WHAT THE TASK ASKS: Take the part that opens with the line containing "the terracotta roof" and closes with the line containing "[314,692,399,720]". Swap "church" for "chapel" throughout, and give back only those lines with everything else left as it is.

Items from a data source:
* * * * *

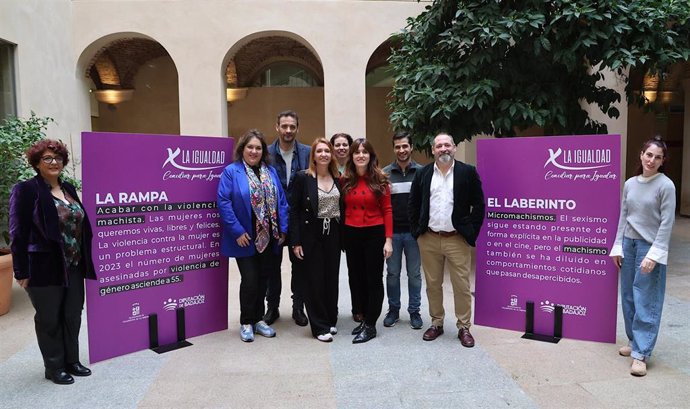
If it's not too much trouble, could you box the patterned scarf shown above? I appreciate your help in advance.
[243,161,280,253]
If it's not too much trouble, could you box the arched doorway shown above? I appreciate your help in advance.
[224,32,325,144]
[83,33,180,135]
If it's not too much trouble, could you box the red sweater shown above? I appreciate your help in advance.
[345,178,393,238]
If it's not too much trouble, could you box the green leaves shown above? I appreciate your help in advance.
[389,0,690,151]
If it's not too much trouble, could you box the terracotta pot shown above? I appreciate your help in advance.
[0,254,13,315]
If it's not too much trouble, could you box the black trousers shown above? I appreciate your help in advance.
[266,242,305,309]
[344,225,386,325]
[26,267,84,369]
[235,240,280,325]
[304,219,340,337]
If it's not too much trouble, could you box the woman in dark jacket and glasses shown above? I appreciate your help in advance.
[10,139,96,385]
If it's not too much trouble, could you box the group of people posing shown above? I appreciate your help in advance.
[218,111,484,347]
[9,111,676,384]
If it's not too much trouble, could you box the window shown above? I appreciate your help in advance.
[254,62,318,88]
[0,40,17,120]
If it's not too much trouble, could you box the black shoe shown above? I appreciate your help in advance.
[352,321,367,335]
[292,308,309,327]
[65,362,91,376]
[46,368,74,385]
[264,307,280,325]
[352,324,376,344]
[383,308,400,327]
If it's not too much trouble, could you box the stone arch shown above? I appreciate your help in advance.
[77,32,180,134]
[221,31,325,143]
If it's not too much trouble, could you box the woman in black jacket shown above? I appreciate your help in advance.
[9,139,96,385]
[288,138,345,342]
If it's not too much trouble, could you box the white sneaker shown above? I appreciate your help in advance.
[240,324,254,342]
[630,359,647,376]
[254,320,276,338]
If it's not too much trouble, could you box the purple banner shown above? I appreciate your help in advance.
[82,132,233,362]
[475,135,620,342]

* * * * *

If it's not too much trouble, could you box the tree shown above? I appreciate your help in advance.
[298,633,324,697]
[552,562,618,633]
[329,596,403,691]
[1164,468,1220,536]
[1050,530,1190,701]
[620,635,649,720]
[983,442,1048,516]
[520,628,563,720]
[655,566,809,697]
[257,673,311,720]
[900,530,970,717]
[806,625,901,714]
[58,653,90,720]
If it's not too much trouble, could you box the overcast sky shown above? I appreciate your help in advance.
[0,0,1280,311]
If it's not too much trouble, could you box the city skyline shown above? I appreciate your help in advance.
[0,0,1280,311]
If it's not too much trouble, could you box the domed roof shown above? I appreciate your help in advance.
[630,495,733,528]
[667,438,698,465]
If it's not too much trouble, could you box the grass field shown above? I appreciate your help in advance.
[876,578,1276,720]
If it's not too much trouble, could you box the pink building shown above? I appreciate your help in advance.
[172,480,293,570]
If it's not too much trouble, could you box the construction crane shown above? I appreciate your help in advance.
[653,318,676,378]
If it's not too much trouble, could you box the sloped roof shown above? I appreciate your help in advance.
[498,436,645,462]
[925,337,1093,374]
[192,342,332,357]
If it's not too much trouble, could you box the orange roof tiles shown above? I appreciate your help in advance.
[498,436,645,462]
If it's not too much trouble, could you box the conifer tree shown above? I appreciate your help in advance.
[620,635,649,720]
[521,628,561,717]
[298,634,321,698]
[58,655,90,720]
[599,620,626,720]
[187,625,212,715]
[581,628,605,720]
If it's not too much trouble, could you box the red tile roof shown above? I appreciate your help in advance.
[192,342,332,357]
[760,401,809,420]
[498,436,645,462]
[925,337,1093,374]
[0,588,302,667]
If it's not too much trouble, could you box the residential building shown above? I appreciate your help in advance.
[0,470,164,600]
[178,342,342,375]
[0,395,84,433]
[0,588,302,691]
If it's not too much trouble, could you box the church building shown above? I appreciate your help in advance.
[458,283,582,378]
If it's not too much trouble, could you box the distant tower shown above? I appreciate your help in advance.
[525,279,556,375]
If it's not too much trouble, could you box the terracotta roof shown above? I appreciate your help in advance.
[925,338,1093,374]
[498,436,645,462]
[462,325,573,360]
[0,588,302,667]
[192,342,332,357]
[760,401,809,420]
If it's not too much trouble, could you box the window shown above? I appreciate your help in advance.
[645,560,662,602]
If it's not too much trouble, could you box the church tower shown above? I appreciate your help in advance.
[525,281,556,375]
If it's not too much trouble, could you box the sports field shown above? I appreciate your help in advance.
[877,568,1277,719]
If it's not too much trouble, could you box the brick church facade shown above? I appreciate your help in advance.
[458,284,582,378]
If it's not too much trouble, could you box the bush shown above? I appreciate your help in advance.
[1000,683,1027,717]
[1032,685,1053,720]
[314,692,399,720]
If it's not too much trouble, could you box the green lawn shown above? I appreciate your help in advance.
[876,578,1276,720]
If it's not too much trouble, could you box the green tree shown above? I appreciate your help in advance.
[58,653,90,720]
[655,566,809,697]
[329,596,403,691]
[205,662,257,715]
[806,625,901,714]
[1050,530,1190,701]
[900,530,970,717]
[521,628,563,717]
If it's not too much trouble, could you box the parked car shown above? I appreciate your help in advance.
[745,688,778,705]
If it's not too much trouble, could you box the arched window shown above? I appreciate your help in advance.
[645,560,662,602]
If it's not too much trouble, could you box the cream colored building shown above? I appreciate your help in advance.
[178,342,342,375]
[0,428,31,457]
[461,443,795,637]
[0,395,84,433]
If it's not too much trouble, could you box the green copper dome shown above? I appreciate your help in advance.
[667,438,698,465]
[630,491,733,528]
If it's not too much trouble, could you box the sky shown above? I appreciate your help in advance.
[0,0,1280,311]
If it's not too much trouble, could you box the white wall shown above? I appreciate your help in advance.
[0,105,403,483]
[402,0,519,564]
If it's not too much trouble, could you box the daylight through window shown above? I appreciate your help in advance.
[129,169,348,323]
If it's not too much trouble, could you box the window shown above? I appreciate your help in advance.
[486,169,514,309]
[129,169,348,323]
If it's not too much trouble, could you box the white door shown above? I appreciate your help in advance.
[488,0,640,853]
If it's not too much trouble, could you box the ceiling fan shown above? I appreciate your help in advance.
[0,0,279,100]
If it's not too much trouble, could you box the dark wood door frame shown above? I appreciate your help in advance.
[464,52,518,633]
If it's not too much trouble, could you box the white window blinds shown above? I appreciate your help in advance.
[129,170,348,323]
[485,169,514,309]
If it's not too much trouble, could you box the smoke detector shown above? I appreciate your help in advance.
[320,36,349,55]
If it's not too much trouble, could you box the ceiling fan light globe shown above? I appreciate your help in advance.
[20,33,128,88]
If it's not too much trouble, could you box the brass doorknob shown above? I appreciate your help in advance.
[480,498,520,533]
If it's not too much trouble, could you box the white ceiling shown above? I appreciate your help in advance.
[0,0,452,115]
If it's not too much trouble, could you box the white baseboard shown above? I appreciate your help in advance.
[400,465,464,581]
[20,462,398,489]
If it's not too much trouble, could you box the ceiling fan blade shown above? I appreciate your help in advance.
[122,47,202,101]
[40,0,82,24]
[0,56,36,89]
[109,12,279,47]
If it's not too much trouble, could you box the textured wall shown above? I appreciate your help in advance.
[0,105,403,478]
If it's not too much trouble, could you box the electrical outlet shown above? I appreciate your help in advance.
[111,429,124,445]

* * * * *

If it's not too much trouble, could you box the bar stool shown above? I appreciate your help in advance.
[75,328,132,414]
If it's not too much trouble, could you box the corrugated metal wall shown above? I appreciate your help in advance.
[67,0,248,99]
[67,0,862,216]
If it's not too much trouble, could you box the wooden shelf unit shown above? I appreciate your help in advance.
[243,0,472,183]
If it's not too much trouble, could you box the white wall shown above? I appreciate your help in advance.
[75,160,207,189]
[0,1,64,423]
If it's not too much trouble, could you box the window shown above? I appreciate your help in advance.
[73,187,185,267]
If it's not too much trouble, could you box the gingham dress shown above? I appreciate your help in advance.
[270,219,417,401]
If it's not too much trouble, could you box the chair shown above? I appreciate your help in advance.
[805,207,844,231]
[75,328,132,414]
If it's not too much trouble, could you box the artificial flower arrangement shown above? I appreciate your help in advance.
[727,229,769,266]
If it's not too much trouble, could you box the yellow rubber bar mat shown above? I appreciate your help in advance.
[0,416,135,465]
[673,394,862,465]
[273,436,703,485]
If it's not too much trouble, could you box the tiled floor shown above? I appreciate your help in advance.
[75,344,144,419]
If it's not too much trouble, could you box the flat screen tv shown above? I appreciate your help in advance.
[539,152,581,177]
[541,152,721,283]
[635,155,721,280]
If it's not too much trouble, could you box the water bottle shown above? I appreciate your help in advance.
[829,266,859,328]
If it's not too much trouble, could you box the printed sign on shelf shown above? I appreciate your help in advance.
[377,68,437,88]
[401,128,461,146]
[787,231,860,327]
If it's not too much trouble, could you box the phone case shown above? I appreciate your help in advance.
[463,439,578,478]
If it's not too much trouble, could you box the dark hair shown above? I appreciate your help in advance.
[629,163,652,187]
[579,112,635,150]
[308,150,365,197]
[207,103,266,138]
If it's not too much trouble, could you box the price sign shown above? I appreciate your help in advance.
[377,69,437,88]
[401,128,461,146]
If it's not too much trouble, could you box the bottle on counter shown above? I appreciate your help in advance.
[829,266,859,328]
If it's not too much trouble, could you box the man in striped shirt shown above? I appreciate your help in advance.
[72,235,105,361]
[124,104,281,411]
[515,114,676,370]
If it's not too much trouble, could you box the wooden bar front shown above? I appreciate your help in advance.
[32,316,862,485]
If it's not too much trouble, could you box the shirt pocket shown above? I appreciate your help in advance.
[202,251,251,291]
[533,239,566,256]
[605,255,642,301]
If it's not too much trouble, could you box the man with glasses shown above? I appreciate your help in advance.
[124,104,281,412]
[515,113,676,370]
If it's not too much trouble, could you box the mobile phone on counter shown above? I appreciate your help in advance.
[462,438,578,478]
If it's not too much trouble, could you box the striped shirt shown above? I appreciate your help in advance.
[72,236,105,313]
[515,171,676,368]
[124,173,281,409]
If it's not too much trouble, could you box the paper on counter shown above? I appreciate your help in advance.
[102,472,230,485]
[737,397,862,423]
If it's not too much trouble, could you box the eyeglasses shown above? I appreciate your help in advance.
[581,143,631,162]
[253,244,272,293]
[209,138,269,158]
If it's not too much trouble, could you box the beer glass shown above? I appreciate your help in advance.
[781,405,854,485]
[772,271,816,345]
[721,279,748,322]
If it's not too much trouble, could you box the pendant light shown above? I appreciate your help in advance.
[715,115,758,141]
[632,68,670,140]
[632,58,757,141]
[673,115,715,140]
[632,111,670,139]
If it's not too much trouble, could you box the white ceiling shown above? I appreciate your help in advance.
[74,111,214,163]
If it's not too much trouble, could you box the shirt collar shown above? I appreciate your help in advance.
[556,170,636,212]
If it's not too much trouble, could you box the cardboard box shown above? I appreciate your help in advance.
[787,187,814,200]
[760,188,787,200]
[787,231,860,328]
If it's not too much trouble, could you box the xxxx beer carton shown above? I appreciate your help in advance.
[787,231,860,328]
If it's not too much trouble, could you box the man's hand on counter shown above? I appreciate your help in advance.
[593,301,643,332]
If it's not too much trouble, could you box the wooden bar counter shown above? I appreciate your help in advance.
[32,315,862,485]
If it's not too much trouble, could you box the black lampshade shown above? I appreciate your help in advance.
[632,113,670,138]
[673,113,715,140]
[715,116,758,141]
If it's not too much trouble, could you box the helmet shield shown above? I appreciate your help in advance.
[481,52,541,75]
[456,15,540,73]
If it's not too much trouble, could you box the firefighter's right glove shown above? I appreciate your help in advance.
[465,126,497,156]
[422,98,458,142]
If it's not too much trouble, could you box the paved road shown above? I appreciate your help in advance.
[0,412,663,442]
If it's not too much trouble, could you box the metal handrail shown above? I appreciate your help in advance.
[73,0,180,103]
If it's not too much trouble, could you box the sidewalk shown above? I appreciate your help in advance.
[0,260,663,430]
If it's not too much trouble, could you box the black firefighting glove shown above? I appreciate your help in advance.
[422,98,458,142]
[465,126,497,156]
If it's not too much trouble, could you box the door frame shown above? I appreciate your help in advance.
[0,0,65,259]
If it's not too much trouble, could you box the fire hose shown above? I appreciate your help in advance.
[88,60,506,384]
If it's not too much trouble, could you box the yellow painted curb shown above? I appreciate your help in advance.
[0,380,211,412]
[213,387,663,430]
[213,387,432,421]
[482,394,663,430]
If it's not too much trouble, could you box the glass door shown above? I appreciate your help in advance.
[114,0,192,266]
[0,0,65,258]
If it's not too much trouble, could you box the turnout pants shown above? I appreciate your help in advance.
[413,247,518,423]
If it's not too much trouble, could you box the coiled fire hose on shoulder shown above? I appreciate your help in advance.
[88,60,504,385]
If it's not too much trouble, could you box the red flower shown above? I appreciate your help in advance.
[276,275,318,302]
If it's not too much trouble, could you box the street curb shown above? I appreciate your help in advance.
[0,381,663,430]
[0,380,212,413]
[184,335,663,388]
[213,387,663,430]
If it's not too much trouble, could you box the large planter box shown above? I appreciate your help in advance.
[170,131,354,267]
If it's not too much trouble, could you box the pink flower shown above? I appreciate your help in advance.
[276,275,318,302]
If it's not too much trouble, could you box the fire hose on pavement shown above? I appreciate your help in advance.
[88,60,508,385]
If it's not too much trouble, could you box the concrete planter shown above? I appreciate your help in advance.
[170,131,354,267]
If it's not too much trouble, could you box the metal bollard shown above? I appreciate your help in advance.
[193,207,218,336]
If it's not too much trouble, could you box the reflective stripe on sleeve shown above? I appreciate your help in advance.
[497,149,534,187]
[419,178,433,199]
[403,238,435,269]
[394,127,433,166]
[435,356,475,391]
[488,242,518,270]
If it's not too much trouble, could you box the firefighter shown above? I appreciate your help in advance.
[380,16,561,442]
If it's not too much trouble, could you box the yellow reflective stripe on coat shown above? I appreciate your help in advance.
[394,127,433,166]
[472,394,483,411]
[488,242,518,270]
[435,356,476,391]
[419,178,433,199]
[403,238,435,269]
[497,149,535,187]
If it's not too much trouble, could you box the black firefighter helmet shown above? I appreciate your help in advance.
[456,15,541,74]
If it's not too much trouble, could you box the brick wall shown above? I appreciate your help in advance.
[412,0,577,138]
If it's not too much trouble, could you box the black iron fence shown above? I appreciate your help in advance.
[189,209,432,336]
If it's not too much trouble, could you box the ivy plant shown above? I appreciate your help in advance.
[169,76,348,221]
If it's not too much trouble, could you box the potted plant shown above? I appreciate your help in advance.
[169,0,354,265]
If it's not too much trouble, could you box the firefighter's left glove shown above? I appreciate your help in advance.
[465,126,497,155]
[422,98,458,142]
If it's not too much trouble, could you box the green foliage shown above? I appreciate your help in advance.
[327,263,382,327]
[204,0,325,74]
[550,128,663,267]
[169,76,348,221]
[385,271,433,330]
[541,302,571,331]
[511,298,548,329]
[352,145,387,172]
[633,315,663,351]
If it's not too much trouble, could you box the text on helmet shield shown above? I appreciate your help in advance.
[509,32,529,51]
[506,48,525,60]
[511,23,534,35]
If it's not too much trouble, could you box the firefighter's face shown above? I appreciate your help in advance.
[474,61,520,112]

* * * * *

ANSWER FOR THE TASK:
If it's not too much trouble, could you box the terracotta roof shown above? I appreciate your help in advance.
[925,338,1093,374]
[498,436,645,462]
[462,325,573,360]
[0,588,302,667]
[192,342,332,357]
[760,401,809,420]
If it's not too much trouble, could you box the window shown above? I appreciate your help in advance.
[645,560,662,602]
If it's not too much trouble, could you box the chapel tower shown above? I appreciate your help in advance.
[525,281,556,375]
If it's not too much trouble, could you box the sports field shown above? I appreciate your help in advance.
[877,568,1277,719]
If it's not too much trouble, could you box the brick chapel facade shown above? I appreciate your help in advance.
[458,284,582,378]
If it's not too much trouble, could you box the bush shown above? I appreciate your help in advance.
[1000,683,1027,717]
[1032,685,1053,720]
[314,692,399,720]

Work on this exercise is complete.